• _WORK INSTRUCTIONS_:
A. Retype a passage from the Monocle Sunday quiz text word for word. Begin at the words "Monocle’s Sunday round-up" and stop after "a few questions.".
B. Translate this sentence from the Monocle Sunday quiz text into Spanish: "Many booksellers still love wearing masks and working behind plexiglass."

Monocle’s Sunday round-up of the best in hospitality, food and the week’s finds is packed with treats. Our Swiss chef Ralph Schelling shares an Austrian-inspired dessert of ‘Mohnnudeln’ before we whisk readers to a new Barcelona restaurant with the makings of a classic. Plus: a bakery rising to the occasion in Marseille and our editors’ favourite books. First up, it’s Monocle’s captain, Tyler Brûlé, with a few questions.
If it’s a Sunday morning, just past mid-October, then it must be time for a Monocle Weekend Edition Sunday quiz. If you’ve played along before, you’ll know that there are no right or wrong answers, just witty ones. Here are the rules, deadline and prizes. A small panel of judges will review the entries, which must be submitted to firstname.lastname@example.org by 10.00 Zürich time on Monday morning. This allows for our readers in Honolulu and places elsewhere in the mid-Pacific to play along. There will be three winners who will be ranked accordingly and contacted by mid-week to join us on the next edition of Monocle on Sunday. Who doesn’t like a radio phone-in? On the prize front, we will dispatch a fine selection of Monocle print and a special little Swiss treat from our exclusive stash here in Zürich. Pens at the ready? Here we go.
If you’re a regular reader of this newsletter then you will have caught our story just over two weeks ago about the French and their love of the office. JLL released a report that the French and Swiss lead the way in working from the office but didn’t really explain more as to why. Superior workplaces? Easier commutes? Better lunch options? Explain.
Have you ever flown domestically in Japan? Did you marvel at how quickly ANA and JAL can board a high-density domestic 777 from Tokyo Haneda to Fukuoka? It’s an exquisitely choreographed exercise in social capital and everyone being alert. Can the Japanese teach the rest of the world anything? Or will we forever spend too long shuffling along a stuffy boarding ramp?
Have you noticed this one? Many booksellers still love wearing masks and working behind plexiglass. Why?
One more on this theme. It was weird the first time round but why are there still people driving around alone in their vehicles wearing masks?
What’s better for the environment? Reading off a screen or a printed page from a responsibly managed forest? Supporting evidence is required for this one.
As the northern hemisphere moves into cosy season, there’ll soon be a shift to more candlelight – real and LED. Like the question above, what’s better for the future of our fragile planet but also for our soul?

• _ENTRIES SUPPLIED_:
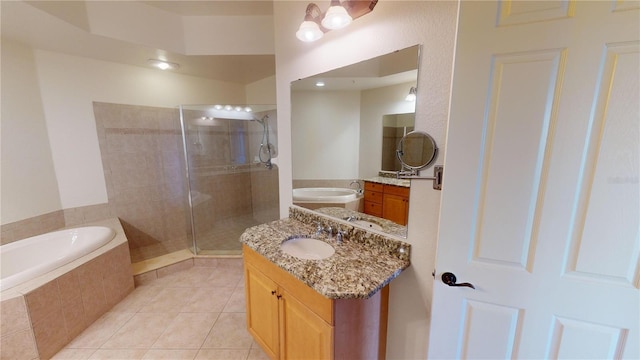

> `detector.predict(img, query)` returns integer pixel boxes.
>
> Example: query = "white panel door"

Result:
[429,1,640,359]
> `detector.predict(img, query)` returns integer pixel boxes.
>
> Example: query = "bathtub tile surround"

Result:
[47,258,268,360]
[0,219,133,359]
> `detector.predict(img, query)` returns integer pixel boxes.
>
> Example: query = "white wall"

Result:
[274,1,457,359]
[245,75,277,105]
[0,39,61,224]
[291,91,360,180]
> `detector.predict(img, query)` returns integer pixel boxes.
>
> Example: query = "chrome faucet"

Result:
[349,180,364,195]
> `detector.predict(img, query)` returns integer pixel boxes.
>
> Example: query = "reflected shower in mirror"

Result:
[291,45,420,237]
[381,113,416,172]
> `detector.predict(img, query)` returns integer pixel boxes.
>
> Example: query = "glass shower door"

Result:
[180,105,279,255]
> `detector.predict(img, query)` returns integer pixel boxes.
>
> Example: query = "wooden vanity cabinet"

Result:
[243,245,389,360]
[364,181,409,225]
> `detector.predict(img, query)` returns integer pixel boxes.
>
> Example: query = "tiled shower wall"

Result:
[94,103,279,262]
[93,102,190,262]
[0,103,279,262]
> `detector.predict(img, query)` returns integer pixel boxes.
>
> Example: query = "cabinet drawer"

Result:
[364,201,382,217]
[384,185,409,198]
[364,190,382,204]
[364,181,384,192]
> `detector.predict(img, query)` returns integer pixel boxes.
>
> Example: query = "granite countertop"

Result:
[240,214,411,299]
[314,207,407,238]
[364,176,411,187]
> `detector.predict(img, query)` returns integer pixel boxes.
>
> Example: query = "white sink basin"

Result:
[351,220,382,230]
[280,237,336,260]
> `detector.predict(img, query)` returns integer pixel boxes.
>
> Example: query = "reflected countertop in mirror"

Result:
[362,173,411,187]
[315,207,407,238]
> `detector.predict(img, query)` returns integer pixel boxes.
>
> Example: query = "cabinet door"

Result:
[382,194,409,225]
[280,291,333,360]
[245,265,279,359]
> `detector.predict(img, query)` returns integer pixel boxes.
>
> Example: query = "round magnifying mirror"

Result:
[396,131,438,170]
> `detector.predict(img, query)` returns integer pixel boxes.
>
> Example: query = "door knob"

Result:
[441,273,476,289]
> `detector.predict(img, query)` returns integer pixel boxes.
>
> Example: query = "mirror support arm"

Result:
[397,165,444,190]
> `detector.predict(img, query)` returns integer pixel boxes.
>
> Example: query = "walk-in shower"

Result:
[180,105,279,255]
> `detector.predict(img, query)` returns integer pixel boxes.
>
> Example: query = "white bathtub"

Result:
[293,188,358,203]
[0,226,116,291]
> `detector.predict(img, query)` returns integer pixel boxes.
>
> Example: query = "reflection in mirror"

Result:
[381,113,416,171]
[291,45,420,237]
[396,131,438,170]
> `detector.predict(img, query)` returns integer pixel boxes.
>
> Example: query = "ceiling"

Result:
[141,0,273,16]
[0,0,275,85]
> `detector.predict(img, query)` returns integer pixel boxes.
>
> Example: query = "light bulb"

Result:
[322,3,353,30]
[296,20,324,42]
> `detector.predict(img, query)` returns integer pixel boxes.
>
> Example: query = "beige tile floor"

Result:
[53,259,268,360]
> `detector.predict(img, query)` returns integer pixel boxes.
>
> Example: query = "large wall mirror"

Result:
[291,45,420,237]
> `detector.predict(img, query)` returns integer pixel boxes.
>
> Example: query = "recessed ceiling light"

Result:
[147,59,180,70]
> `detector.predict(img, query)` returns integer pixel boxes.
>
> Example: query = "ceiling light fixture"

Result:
[404,86,418,101]
[296,0,378,42]
[147,59,180,70]
[322,0,353,30]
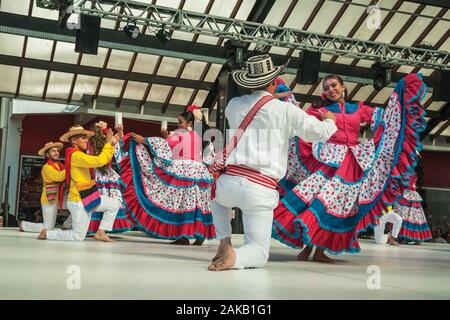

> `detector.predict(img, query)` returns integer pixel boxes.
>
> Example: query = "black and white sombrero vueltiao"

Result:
[231,54,289,89]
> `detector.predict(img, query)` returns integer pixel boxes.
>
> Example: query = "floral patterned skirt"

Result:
[394,190,432,242]
[88,168,132,234]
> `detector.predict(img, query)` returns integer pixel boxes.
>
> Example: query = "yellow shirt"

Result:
[68,143,114,202]
[41,163,66,204]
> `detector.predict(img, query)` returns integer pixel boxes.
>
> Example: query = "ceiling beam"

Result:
[0,12,433,87]
[407,0,450,9]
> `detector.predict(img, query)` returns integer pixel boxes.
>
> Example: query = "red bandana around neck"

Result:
[47,159,65,209]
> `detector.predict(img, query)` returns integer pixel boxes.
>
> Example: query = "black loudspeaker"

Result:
[297,50,320,84]
[75,14,101,54]
[431,70,450,102]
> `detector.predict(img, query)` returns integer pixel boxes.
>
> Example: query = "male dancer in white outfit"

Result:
[38,126,120,242]
[19,142,66,233]
[374,206,403,246]
[208,55,337,271]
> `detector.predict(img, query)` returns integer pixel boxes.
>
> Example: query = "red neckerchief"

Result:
[47,159,65,209]
[66,147,95,186]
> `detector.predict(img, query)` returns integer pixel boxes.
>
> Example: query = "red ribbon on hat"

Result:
[187,104,200,112]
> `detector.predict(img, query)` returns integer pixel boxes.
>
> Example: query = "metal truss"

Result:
[37,0,450,70]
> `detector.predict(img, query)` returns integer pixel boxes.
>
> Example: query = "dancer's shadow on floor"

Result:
[269,252,350,265]
[120,251,212,262]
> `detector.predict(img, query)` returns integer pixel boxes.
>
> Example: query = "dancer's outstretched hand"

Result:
[161,129,170,139]
[131,132,145,144]
[319,111,336,122]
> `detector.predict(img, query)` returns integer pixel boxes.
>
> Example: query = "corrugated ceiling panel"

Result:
[107,50,133,71]
[430,121,445,135]
[330,0,370,36]
[293,84,312,94]
[183,0,208,13]
[72,75,99,101]
[232,0,256,20]
[181,61,206,80]
[46,71,73,100]
[133,53,159,74]
[25,37,53,60]
[372,88,392,104]
[19,68,47,97]
[169,87,194,106]
[0,33,25,57]
[353,85,373,101]
[308,1,342,33]
[98,78,123,97]
[0,64,20,93]
[32,1,59,20]
[284,0,318,29]
[0,0,30,15]
[147,84,170,103]
[123,81,148,100]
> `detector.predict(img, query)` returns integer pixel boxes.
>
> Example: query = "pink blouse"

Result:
[306,102,375,146]
[167,129,202,162]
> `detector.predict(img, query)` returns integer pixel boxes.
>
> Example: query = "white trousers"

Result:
[211,175,279,269]
[47,196,120,241]
[374,212,403,244]
[22,203,58,233]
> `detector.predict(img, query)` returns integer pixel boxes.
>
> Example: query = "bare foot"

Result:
[212,238,233,262]
[94,229,115,242]
[192,239,205,246]
[388,234,399,246]
[313,249,336,263]
[208,244,236,271]
[170,238,190,246]
[297,246,313,261]
[38,229,47,240]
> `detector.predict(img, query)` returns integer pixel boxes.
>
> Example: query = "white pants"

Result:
[374,212,403,244]
[211,175,279,269]
[22,202,58,233]
[47,196,120,241]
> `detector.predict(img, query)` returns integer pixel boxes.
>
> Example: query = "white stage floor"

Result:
[0,228,450,300]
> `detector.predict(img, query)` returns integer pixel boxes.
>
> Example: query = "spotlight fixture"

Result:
[123,21,141,39]
[156,26,172,43]
[372,61,392,91]
[224,40,245,71]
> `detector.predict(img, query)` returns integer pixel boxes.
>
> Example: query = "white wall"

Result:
[0,99,22,218]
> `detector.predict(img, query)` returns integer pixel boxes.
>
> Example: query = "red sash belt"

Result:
[211,164,278,199]
[225,164,278,190]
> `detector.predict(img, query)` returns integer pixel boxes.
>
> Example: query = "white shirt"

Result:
[225,90,337,179]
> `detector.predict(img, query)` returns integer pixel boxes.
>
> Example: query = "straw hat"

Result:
[231,54,289,89]
[59,126,95,142]
[38,142,63,157]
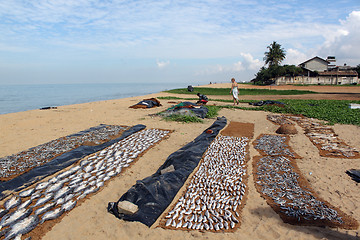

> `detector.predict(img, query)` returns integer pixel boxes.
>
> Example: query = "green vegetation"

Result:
[159,97,360,126]
[165,87,316,95]
[264,41,286,67]
[164,114,204,123]
[254,65,303,85]
[253,41,303,85]
[226,99,360,126]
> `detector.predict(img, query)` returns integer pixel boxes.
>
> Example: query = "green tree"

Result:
[264,41,286,67]
[354,64,360,77]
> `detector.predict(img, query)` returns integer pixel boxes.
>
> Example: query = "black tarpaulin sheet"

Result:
[164,102,209,118]
[108,117,226,227]
[346,169,360,183]
[0,124,146,200]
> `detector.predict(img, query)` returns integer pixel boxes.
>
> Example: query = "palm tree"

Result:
[264,41,286,67]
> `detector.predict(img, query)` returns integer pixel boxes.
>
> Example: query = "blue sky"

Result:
[0,0,360,85]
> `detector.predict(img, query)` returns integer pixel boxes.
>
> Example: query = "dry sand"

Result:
[0,84,360,240]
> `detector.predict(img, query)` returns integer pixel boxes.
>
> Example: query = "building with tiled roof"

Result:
[274,56,359,85]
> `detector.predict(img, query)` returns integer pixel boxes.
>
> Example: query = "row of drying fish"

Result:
[254,135,343,228]
[267,115,360,158]
[0,125,128,179]
[161,135,249,231]
[0,129,170,240]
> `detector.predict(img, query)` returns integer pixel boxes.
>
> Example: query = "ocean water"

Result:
[0,82,187,114]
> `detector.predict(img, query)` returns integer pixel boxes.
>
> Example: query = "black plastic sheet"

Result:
[346,169,360,183]
[108,117,226,227]
[136,99,160,108]
[0,124,146,200]
[249,100,285,106]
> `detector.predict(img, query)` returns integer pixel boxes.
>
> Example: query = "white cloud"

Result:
[240,53,264,70]
[156,60,170,69]
[318,11,360,65]
[196,53,263,75]
[284,48,315,66]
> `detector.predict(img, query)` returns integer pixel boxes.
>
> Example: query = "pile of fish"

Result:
[254,135,356,227]
[0,129,170,240]
[161,135,249,232]
[268,115,360,158]
[0,125,129,180]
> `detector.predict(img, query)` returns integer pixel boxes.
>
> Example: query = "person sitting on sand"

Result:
[230,78,239,105]
[196,93,209,105]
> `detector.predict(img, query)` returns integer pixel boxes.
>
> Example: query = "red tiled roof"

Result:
[318,70,358,77]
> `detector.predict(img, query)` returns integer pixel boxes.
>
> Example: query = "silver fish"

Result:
[35,182,50,190]
[0,208,32,230]
[18,199,32,209]
[41,208,64,223]
[61,200,77,211]
[54,186,71,200]
[5,215,39,240]
[4,196,21,210]
[19,188,35,198]
[56,198,65,206]
[30,190,42,200]
[34,193,53,207]
[34,202,55,215]
[46,182,64,193]
[0,209,9,218]
[64,193,74,202]
[74,184,89,193]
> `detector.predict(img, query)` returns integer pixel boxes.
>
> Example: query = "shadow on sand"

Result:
[252,206,360,240]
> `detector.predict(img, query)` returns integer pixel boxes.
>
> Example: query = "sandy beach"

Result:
[0,83,360,240]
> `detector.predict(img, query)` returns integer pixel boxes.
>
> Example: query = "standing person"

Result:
[230,78,239,105]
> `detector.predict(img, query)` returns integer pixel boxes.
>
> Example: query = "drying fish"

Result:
[0,208,32,228]
[46,182,64,193]
[34,202,55,215]
[5,215,39,240]
[54,186,71,200]
[41,208,64,223]
[35,182,50,190]
[30,190,42,201]
[61,200,76,211]
[0,209,9,218]
[4,196,21,210]
[18,199,32,209]
[19,188,35,198]
[34,193,53,207]
[164,135,249,231]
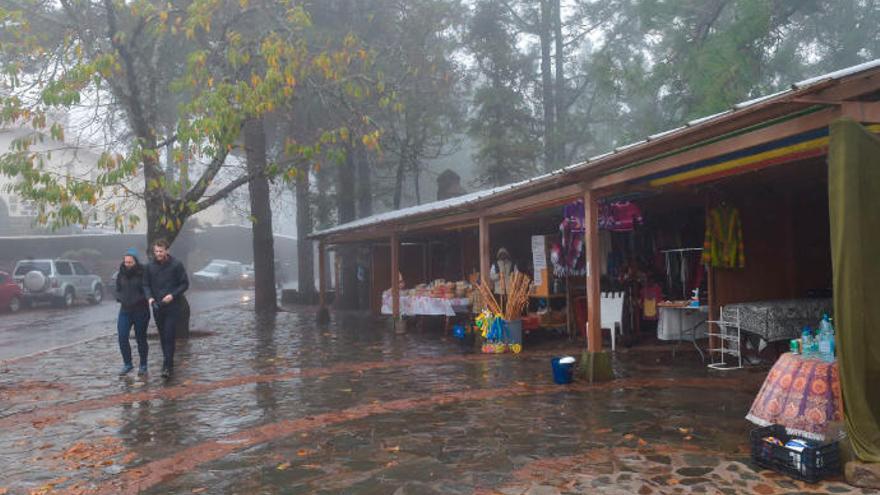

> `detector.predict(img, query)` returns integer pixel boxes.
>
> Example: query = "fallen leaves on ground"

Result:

• _RESULTS FOR THE EXERCISE_:
A.
Monocle’s Sunday round-up of the best in hospitality, food and the week’s finds is packed with treats. Our Swiss chef Ralph Schelling shares an Austrian-inspired dessert of ‘Mohnnudeln’ before we whisk readers to a new Barcelona restaurant with the makings of a classic. Plus: a bakery rising to the occasion in Marseille and our editors’ favourite books. First up, it’s Monocle’s captain, Tyler Brûlé, with a few questions.

B. A muchos libreros todavía les encanta llevar mascarilla y trabajar detrás de mamparas de plexiglás.